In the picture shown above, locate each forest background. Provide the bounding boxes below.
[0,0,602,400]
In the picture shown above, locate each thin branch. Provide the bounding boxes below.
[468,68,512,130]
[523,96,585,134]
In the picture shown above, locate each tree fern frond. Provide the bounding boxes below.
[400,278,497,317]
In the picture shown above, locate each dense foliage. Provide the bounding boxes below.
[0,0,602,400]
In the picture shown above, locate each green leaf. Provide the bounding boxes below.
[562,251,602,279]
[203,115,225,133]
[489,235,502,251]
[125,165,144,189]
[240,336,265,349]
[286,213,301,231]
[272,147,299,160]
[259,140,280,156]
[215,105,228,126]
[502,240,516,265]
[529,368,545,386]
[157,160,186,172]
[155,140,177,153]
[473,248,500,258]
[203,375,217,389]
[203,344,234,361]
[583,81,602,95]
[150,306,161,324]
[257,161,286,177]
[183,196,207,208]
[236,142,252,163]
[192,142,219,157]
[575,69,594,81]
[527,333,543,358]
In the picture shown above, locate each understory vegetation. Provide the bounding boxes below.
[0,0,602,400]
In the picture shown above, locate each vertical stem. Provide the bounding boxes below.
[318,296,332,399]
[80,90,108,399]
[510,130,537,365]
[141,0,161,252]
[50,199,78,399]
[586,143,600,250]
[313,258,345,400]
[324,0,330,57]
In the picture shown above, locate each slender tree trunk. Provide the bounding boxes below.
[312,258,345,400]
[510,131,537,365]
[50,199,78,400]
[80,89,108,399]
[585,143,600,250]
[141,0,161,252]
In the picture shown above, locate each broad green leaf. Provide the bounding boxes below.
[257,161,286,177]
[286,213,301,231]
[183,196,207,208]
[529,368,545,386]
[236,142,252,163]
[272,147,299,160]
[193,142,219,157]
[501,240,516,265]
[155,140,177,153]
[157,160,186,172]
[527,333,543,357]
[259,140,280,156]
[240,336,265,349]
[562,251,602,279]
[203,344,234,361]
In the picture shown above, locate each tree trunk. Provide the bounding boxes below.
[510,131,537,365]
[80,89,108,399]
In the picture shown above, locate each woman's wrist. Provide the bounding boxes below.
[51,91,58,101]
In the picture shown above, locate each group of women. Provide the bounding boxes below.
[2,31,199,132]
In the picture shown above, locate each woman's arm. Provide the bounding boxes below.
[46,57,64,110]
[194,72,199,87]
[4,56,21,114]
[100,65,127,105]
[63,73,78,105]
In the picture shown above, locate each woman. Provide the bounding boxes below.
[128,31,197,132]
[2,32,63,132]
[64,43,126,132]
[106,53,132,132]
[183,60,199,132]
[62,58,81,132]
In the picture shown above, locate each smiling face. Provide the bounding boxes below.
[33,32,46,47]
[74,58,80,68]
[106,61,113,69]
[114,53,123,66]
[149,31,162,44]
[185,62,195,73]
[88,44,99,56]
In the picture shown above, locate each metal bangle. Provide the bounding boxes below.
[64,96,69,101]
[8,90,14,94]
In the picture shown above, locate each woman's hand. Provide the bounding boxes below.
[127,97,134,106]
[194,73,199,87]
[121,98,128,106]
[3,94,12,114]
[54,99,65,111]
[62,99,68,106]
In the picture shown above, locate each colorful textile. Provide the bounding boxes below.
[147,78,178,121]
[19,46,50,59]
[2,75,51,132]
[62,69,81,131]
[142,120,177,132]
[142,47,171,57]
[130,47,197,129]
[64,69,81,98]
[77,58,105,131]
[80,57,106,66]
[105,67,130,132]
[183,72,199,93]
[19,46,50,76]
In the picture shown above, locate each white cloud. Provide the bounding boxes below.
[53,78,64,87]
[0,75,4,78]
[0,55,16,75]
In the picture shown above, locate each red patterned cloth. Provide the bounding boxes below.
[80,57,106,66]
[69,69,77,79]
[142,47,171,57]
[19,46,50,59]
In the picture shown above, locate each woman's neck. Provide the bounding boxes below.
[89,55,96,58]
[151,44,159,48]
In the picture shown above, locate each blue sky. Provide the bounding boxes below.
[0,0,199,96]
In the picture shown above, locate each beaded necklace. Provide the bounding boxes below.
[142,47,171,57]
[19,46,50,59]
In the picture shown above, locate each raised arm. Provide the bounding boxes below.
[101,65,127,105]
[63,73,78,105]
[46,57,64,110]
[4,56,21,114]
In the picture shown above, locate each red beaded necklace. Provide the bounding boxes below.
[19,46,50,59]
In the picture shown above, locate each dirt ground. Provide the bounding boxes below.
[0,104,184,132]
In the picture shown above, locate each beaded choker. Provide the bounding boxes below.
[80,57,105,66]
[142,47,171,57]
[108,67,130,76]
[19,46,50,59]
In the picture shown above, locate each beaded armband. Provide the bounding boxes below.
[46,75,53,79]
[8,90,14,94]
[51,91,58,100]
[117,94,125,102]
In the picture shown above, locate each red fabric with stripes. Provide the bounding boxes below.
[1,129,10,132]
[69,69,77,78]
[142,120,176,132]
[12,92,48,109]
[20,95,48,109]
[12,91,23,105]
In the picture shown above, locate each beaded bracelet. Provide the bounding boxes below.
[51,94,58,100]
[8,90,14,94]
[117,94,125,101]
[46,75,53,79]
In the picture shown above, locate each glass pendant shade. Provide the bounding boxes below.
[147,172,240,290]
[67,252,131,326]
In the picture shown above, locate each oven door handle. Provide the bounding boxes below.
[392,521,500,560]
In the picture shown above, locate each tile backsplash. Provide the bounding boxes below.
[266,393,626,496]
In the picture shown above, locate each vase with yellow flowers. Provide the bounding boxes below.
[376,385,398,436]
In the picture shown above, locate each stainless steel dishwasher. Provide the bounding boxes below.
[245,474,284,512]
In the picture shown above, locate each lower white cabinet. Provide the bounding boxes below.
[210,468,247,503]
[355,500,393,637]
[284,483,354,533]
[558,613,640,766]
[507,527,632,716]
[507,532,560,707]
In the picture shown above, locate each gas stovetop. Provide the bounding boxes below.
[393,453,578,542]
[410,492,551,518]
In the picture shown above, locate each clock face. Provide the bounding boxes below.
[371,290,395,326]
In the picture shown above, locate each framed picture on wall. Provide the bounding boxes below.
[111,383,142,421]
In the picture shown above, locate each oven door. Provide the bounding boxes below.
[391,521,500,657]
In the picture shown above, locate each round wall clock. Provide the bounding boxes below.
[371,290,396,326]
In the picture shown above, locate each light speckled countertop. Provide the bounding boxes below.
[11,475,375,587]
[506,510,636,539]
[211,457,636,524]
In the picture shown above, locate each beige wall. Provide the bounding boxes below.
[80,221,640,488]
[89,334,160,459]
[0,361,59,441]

* **Objective**
Can you copy out, word for word, the part that opens with the line containing "In the picture shown above, locate each light" and runs through the end of the items, with both ends included?

* **Expected output**
In the picture shown above, locate each light speckled countertop. Provide the bounding boxes below.
[11,475,375,587]
[506,510,636,539]
[211,457,636,524]
In the picture shown above, locate each beige wall. Provide the bounding boxes below.
[80,221,640,488]
[89,334,160,459]
[0,361,59,441]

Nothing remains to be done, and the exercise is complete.